■ PROBLEM DETAILS: Beginning with the line that holds "collar in this photo, one per instance.", set down each line of the data below through the very last, exactly as given, and nothing beyond that.

Records from a point labeling set
## begin

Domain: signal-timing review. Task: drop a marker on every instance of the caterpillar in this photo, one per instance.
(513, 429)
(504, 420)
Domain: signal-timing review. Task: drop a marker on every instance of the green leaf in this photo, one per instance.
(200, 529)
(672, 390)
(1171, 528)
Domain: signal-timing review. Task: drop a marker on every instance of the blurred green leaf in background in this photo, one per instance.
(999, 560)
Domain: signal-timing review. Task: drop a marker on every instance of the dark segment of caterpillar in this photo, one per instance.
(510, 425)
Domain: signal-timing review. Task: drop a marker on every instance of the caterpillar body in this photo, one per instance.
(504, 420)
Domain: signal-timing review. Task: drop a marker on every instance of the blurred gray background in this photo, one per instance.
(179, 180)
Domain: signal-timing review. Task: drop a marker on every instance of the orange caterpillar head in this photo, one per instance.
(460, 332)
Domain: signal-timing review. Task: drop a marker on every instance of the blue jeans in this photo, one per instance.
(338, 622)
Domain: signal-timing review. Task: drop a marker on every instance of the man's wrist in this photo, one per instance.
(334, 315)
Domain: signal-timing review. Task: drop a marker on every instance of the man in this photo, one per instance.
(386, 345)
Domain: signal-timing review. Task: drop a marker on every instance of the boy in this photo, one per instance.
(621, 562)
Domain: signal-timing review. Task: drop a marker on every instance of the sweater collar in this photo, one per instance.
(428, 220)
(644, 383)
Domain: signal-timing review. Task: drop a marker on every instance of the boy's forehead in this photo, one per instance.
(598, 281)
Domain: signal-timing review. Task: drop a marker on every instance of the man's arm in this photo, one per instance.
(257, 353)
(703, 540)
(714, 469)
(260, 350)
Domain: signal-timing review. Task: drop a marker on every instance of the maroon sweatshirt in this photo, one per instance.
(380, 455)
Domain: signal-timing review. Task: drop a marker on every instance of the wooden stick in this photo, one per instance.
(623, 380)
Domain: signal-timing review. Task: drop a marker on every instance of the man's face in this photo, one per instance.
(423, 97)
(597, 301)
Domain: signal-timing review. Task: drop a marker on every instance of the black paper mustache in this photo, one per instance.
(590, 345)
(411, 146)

## end

■ RESULT:
Domain: signal-timing review. Task: drop a marker on every instance of the sweater collar in this photo, one per instance.
(428, 220)
(644, 383)
Domain: signal-timing review. Task: drop a marker on every instance of the boy's forehead in this photo, one per instance.
(598, 281)
Domain: signal-timing review. Task: drop a marker on every instance of the man's arm in this photo, one per instance.
(257, 353)
(703, 540)
(714, 469)
(260, 350)
Domain: signal-timing review. Task: drop a marker on every instance of the maroon sweatshirt in this photo, one per instance.
(380, 455)
Domain: signal-timing review. Task: drop a marker on every instance of the wooden stick in this photo, one per instance.
(623, 380)
Domain: signal-timing review. Task: drop a marker on every instance of the man's face in this photo, one per instance.
(423, 97)
(597, 301)
Domain: signal-timing review. Task: drop a marker on every instance of the black paper mustache in this photo, one per instance.
(590, 345)
(411, 146)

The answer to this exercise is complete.